Document text —
----------
Coach Operator trainees earn while they learn. Paid training starts at $19.75/hr plus great benefits for the whole family (medical, dental, vision, life insurance). Trainees also have access to our wellness program and workout facilities. Upon graduation, pay increases to $23.23/hr and additional benefits include a retirement pension, paid time off, and disability insurance coverage.

We value our employees and want them to be successful. Our Coach Operators are the face of our agency, and play a critical role in our community. The bonding that happens in training classes shapes how our Coach Operators feel once they graduate and take to the road on their own. They feel proud to be part of our ranks and our community. And we are proud to welcome them to the Community Transit family.

Do you want to work where you are valued, and where you make a difference in your community? Apply today for our next training class!
----------
What is required —
Print the Coach Operator recruitment text word for word, everything from "Coach Operator trainees" down to "Community Transit family.". The records have nothing to do with the text.

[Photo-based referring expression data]
----------
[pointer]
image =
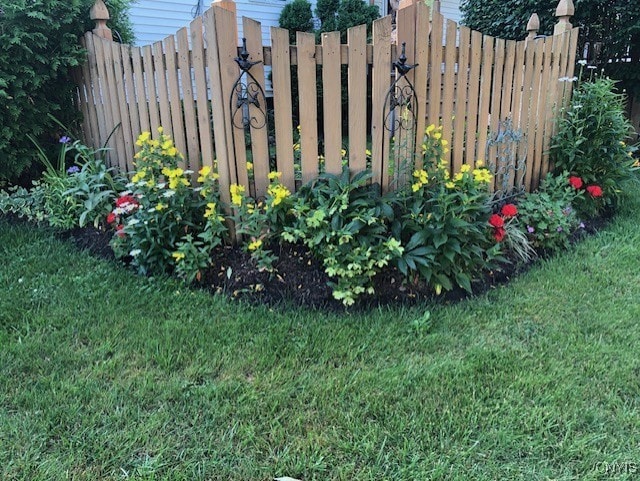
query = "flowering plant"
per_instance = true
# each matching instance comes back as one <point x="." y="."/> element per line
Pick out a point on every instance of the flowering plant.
<point x="442" y="220"/>
<point x="162" y="223"/>
<point x="547" y="217"/>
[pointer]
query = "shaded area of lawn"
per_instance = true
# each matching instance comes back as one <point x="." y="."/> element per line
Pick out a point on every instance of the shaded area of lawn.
<point x="110" y="376"/>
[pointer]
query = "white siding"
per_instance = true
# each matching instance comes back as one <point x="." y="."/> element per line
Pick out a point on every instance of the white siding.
<point x="451" y="9"/>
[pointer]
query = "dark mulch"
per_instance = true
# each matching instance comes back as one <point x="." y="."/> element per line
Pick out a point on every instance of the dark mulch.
<point x="299" y="279"/>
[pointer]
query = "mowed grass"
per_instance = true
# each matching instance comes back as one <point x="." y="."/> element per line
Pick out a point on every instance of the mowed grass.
<point x="109" y="376"/>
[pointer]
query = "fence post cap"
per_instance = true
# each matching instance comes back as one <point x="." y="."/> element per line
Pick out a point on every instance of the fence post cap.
<point x="533" y="25"/>
<point x="99" y="11"/>
<point x="565" y="8"/>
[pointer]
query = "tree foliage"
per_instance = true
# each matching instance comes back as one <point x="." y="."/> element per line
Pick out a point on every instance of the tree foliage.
<point x="39" y="47"/>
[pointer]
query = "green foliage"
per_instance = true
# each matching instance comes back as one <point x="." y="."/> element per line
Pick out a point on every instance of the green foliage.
<point x="344" y="222"/>
<point x="40" y="47"/>
<point x="352" y="13"/>
<point x="612" y="24"/>
<point x="547" y="216"/>
<point x="590" y="142"/>
<point x="71" y="197"/>
<point x="261" y="221"/>
<point x="327" y="12"/>
<point x="443" y="227"/>
<point x="162" y="220"/>
<point x="296" y="16"/>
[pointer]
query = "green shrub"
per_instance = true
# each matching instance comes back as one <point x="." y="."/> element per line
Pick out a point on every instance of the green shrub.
<point x="590" y="142"/>
<point x="296" y="16"/>
<point x="344" y="222"/>
<point x="40" y="46"/>
<point x="162" y="223"/>
<point x="547" y="216"/>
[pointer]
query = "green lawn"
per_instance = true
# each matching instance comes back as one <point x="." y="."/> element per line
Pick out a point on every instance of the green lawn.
<point x="106" y="375"/>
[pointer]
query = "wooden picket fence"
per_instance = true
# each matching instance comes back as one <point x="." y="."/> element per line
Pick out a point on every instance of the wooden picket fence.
<point x="465" y="81"/>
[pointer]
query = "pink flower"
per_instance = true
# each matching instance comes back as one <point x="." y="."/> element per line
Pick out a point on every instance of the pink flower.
<point x="594" y="191"/>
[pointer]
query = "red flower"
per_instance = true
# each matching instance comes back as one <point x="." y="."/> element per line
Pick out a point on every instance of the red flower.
<point x="594" y="191"/>
<point x="499" y="233"/>
<point x="509" y="210"/>
<point x="126" y="199"/>
<point x="576" y="182"/>
<point x="496" y="221"/>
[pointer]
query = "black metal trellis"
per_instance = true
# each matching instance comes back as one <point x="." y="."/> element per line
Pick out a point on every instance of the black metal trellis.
<point x="508" y="169"/>
<point x="399" y="113"/>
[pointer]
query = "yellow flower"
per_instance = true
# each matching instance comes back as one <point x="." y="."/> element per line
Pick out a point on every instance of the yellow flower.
<point x="138" y="176"/>
<point x="279" y="192"/>
<point x="142" y="138"/>
<point x="236" y="194"/>
<point x="211" y="210"/>
<point x="254" y="245"/>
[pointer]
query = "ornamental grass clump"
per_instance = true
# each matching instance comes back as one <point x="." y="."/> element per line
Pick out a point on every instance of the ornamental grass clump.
<point x="162" y="223"/>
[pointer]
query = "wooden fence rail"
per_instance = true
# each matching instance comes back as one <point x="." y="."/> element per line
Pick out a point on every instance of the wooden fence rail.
<point x="469" y="83"/>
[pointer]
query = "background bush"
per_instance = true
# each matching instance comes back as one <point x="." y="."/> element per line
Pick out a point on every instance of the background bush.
<point x="39" y="47"/>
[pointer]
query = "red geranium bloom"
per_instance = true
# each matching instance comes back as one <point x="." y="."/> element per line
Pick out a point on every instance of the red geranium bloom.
<point x="594" y="191"/>
<point x="496" y="221"/>
<point x="576" y="182"/>
<point x="509" y="210"/>
<point x="499" y="233"/>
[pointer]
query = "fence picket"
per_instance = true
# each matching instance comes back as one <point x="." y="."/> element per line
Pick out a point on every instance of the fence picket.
<point x="331" y="102"/>
<point x="357" y="40"/>
<point x="307" y="91"/>
<point x="190" y="125"/>
<point x="281" y="73"/>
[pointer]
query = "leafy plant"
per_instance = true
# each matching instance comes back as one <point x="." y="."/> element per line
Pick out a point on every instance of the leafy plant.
<point x="443" y="220"/>
<point x="590" y="142"/>
<point x="260" y="221"/>
<point x="547" y="216"/>
<point x="162" y="220"/>
<point x="344" y="222"/>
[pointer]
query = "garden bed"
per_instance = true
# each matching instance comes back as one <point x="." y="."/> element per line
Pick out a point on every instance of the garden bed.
<point x="299" y="278"/>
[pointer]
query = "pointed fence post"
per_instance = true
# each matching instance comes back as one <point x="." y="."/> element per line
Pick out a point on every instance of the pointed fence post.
<point x="100" y="14"/>
<point x="564" y="12"/>
<point x="533" y="26"/>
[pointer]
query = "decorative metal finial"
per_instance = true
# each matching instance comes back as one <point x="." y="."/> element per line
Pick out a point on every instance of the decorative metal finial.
<point x="401" y="64"/>
<point x="243" y="60"/>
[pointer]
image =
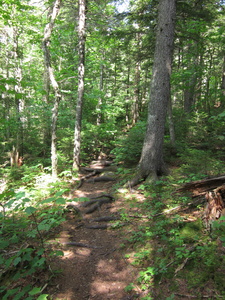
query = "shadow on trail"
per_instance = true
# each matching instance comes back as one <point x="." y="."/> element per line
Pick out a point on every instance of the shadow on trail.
<point x="97" y="269"/>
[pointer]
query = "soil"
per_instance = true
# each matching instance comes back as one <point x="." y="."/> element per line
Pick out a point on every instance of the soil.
<point x="95" y="267"/>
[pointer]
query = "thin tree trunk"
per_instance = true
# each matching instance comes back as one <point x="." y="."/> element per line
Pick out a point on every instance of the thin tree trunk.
<point x="99" y="116"/>
<point x="151" y="163"/>
<point x="81" y="64"/>
<point x="47" y="58"/>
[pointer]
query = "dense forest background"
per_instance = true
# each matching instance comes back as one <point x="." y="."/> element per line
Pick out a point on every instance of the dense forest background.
<point x="42" y="48"/>
<point x="118" y="65"/>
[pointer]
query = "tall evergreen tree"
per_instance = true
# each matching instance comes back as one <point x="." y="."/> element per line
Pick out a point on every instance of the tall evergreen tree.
<point x="151" y="162"/>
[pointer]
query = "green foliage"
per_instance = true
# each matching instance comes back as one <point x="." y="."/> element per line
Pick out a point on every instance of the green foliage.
<point x="128" y="147"/>
<point x="25" y="226"/>
<point x="171" y="245"/>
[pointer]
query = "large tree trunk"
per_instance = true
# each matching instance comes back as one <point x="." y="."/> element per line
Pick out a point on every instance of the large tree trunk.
<point x="151" y="163"/>
<point x="81" y="53"/>
<point x="54" y="83"/>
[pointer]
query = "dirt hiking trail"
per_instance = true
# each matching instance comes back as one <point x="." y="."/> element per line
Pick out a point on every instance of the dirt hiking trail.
<point x="93" y="265"/>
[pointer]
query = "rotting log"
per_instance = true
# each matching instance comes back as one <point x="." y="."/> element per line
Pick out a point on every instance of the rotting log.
<point x="214" y="191"/>
<point x="203" y="185"/>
----------
Output of the exercise —
Coach Operator trainees earn while they learn. Paid training starts at $19.75/hr plus great benefits for the whole family (medical, dental, vision, life insurance). Trainees also have access to our wellness program and workout facilities. Upon graduation, pay increases to $23.23/hr and additional benefits include a retirement pension, paid time off, and disability insurance coverage.

We value our employees and want them to be successful. Our Coach Operators are the face of our agency, and play a critical role in our community. The bonding that happens in training classes shapes how our Coach Operators feel once they graduate and take to the road on their own. They feel proud to be part of our ranks and our community. And we are proud to welcome them to the Community Transit family.